- **Tasks**
1/ From the reflection on numbness, reproduce the passage starting at "Numbness (Reflections of" and ending at "had fallen asleep.".
2/ Summarize the reflection on numbness in two sentences.
3/ Answer the following questions using the reflection on numbness:
(a) Which lake was the family touring on the boat ride?
(b) What did the cousin say when asked what was wrong?
(c) What happens, according to the text, when nerves in one part of the body are compressed?

- **Passage shown**
** START **

Numbness (Reflections of Grief,5 of 6)

When I was a teenager I went on a boat ride with my Aunt, Uncle, and younger cousin (she was around 4 years old). They were living in Arizona and we were touring Lake Powell. It was a beautiful trip where I got to see a part of the country I’d never seen before. We had been on the boat for about an hour when we stopped to have lunch in a cove. As soon as we stopped my cousin screamed and started jumping up and down. We were all concerned as it seemed to be more of a scream of pain than a tantrum that we had stopped moving. When we asked her what was wrong she replied, “My foot is sprinkling!” Her foot had fallen asleep.

We’ve all had it happen. Too much time of not moving brings us to the point of numbness. And that numbness, once realized, can often be painful. When you compress nerves in one part of the body, that part stops communicating with the brain. When you begin to move again, you feel the sensations as your brain and body parts start to communicate once more.

I believe that one of the reasons our faith is not as powerful of a witness as it could be is due to our inaction. We’ve stopped communicating with other parts of the “body of Christ” and our nerves have become numb. We not longer see “the least of these” as a call to communicate with, be with and love them but rather we drive past, keep walking, and think they need to get their “stuff” together and fix their own problems. We walk past the stump in the picture above and think that we can just plant another tree and grind the stump so that it doesn’t get in the way.

Just like moving after your foot has fallen asleep, taking action after ignoring your neighbor can be painful. Starting to communicate again disrupts the status quo in our culture and is a threat to the power of those who have vs those to have not.

** END **

- **Dataset rows**
** START **

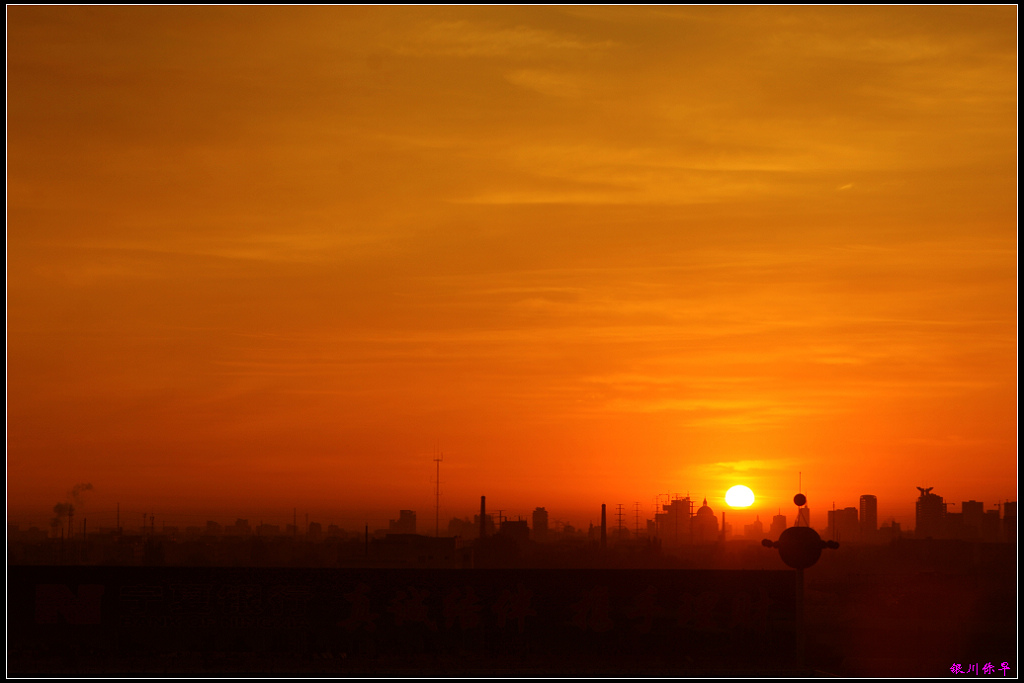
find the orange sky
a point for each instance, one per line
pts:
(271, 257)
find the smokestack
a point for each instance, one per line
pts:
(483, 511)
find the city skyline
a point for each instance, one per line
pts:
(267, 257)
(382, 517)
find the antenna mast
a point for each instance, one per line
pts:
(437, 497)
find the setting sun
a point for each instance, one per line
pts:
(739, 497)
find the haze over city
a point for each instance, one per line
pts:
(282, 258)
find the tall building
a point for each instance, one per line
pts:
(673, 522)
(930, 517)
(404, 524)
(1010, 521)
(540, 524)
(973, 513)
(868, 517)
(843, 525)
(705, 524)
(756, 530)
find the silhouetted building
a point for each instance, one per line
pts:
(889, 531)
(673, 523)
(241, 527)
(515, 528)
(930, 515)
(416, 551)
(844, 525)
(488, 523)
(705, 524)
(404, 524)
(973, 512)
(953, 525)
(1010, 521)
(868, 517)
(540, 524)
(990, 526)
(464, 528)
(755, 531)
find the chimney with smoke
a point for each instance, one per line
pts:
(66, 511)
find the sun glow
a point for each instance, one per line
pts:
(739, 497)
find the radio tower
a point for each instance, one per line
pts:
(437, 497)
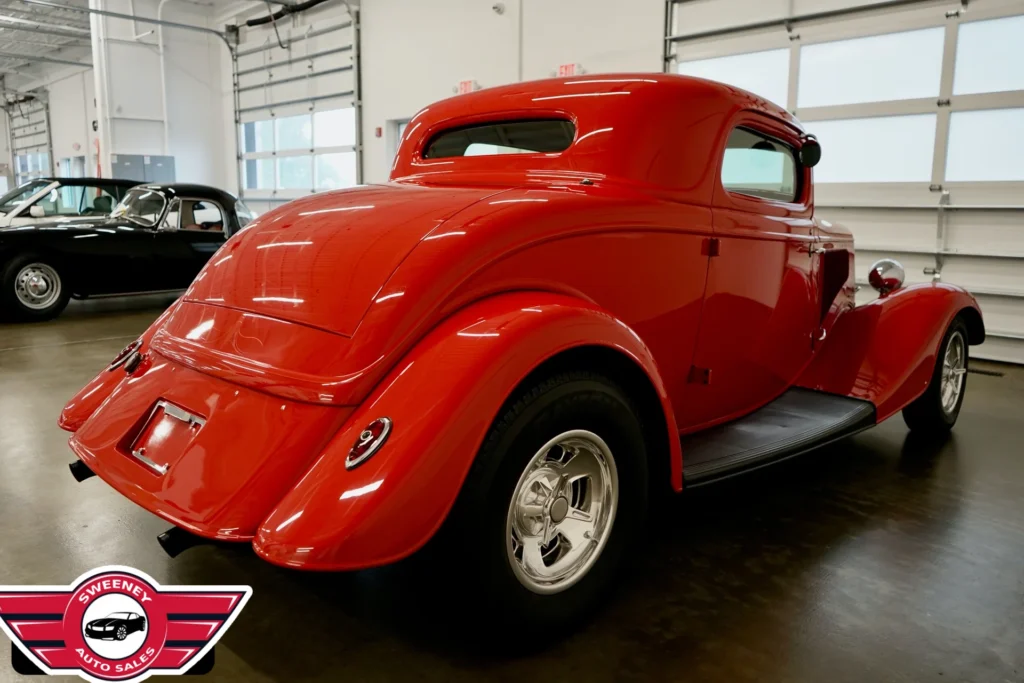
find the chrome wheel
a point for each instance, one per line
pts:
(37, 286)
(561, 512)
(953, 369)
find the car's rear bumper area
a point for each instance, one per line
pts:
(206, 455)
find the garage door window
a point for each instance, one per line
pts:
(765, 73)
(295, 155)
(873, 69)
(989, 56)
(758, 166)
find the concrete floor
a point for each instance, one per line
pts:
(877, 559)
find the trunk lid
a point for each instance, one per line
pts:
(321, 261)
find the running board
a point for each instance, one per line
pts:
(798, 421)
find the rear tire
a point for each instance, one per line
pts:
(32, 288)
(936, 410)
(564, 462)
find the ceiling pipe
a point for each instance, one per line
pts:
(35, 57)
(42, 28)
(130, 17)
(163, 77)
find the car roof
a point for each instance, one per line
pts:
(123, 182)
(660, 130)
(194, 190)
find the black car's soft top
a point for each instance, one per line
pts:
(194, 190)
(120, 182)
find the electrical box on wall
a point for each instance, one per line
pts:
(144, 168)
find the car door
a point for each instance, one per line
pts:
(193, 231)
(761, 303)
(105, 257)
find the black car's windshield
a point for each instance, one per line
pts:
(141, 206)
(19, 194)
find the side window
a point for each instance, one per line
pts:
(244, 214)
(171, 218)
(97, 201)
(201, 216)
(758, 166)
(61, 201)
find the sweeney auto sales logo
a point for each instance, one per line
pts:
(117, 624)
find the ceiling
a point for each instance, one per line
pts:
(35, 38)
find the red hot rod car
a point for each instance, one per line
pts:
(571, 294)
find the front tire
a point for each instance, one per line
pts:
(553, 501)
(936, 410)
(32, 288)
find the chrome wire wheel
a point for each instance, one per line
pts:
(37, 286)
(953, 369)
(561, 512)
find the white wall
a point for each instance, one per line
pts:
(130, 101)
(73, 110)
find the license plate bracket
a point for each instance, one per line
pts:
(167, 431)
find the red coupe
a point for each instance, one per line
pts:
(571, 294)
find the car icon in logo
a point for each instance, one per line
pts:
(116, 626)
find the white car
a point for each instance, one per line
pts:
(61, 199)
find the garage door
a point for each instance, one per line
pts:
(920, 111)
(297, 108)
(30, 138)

** END **

- **The results**
1/
Numbness (Reflections of Grief,5 of 6)

When I was a teenager I went on a boat ride with my Aunt, Uncle, and younger cousin (she was around 4 years old). They were living in Arizona and we were touring Lake Powell. It was a beautiful trip where I got to see a part of the country I’d never seen before. We had been on the boat for about an hour when we stopped to have lunch in a cove. As soon as we stopped my cousin screamed and started jumping up and down. We were all concerned as it seemed to be more of a scream of pain than a tantrum that we had stopped moving. When we asked her what was wrong she replied, “My foot is sprinkling!” Her foot had fallen asleep.

2/ The writer recalls a boat ride on Lake Powell during which a young cousin screamed because her foot had fallen asleep, and explains that too much time without moving leads to numbness that can be painful once movement resumes. The writer then argues that inaction has weakened the witness of faith by numbing communication within the "body of Christ," and that taking action after ignoring one's neighbor can be painful and disrupts the status quo.

3/
(a) Lake Powell.
(b) "My foot is sprinkling!"
(c) That part of the body stops communicating with the brain.